| STATED PROBLEM 1 |
Translate this sentence from the review of The Judge below into Spanish: "Robert Downey Jr. seriously needs to come out of that Tony Stark attitude if he really wants people to consider him an actor first."

| EXCERPTED TEXT |
•••

Archive for June 2016

The Judge [2014]: Great content that failed to make a mark

Cast:  Robert Downey Jr., Robert Duvall, Vera Farmiga

Directed by: David Dobkin

The Judge is the story of a son coming back home after 20 years to attend his mother’s funeral and developing the lost bond he had with his father, while they have a legal situation in hand.  However, this is the head plot of the film, it didn't really unravel properly.
This film had a veteran legend [Robert Duvall], a popular star [Robert Downey Jr.], a cameo by an accomplished actor [Billy Bob Thornton] and lots of failed opportunities. A good film maker and screen writer would have pulled out a great father-son tale about reunion in relationships and the wisdom surrounding it. However it became a victim of bad writing with clichéd dialogues and unnecessary plot waywardness.

Robert Downey Jr. seriously needs to come out of that Tony Stark attitude if he really wants people to consider him an actor first. However it isn't completely his fault here, he did try to suppress the flamboyant Tony Stark in him but the character was written like that, which needed him to be a bit flamboyant.

•••

| SUPPLIED INFORMATION |
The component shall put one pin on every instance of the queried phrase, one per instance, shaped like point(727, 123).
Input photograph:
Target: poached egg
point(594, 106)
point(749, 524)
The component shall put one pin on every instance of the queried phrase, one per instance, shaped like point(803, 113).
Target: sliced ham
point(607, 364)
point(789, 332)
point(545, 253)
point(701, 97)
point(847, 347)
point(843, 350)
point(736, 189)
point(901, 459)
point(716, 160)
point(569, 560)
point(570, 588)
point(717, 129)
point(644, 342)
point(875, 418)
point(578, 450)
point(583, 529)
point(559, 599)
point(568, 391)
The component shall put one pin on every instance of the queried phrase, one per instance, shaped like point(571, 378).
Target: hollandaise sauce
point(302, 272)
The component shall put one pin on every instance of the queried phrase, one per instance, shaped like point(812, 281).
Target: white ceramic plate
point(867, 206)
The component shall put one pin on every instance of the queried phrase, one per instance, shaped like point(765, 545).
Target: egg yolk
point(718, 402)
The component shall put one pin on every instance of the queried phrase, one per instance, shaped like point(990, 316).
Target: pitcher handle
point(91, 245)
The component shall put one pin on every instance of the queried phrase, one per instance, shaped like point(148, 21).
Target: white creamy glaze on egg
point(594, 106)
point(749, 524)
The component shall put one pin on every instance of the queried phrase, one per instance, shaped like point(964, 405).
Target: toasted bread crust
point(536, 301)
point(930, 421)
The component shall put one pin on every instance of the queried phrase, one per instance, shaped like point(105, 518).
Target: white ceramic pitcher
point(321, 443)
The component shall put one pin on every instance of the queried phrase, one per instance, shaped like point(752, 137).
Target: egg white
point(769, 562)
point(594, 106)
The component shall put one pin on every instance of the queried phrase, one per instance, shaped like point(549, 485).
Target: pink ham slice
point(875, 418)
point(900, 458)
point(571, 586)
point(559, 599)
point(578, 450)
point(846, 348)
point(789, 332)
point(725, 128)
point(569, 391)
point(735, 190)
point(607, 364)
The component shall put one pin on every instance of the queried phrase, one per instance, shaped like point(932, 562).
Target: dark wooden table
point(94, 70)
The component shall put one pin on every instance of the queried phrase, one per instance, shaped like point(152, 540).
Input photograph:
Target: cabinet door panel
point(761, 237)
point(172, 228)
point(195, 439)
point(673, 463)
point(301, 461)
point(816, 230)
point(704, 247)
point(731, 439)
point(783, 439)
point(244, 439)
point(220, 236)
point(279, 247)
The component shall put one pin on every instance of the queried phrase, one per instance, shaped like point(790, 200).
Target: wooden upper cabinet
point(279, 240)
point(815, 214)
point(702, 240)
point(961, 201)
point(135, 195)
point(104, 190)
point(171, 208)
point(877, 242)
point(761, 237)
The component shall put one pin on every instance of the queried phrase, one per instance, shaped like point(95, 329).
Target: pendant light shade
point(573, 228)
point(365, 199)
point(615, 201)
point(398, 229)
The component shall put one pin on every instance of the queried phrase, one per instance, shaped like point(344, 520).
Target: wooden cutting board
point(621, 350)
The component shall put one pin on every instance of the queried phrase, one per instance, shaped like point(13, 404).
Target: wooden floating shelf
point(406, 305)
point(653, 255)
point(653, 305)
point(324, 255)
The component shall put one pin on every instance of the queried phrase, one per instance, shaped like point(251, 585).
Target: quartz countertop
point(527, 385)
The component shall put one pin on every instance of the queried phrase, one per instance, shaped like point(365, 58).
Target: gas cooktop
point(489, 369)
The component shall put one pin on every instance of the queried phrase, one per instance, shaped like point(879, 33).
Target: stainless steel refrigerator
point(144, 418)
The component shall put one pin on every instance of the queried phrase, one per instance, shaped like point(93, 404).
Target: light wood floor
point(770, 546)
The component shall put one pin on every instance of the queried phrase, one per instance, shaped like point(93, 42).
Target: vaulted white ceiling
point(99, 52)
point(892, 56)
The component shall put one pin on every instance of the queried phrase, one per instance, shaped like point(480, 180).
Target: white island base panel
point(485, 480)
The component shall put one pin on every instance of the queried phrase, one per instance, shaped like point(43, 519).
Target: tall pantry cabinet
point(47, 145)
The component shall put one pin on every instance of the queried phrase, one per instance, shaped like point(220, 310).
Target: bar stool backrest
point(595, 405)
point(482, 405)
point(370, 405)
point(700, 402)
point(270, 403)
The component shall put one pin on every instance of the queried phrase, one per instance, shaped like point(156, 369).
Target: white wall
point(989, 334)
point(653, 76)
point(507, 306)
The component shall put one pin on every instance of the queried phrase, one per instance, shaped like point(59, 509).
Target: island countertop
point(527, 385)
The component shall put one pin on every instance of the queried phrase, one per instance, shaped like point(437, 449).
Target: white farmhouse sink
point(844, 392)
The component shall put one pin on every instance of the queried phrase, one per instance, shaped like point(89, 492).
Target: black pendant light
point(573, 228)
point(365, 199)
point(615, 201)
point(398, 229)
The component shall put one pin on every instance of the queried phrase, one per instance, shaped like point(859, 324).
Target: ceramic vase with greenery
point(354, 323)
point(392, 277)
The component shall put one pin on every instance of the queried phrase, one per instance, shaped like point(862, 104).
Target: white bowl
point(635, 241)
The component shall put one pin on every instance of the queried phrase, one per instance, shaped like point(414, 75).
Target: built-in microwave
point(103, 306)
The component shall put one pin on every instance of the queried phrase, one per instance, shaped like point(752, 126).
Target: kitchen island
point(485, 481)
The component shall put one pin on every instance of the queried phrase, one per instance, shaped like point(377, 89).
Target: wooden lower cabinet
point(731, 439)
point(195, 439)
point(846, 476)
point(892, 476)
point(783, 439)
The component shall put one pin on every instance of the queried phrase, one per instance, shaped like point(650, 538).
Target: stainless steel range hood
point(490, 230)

•••

| STATED PROBLEM 2 |
Gather each line of the records above that contains the word "pitcher".

| CORRECT OUTPUT 1 |
Robert Downey Jr. necesita seriamente dejar atrás esa actitud de Tony Stark si de verdad quiere que la gente lo considere ante todo un actor.

| CORRECT OUTPUT 2 |
Target: pitcher handle
Target: white ceramic pitcher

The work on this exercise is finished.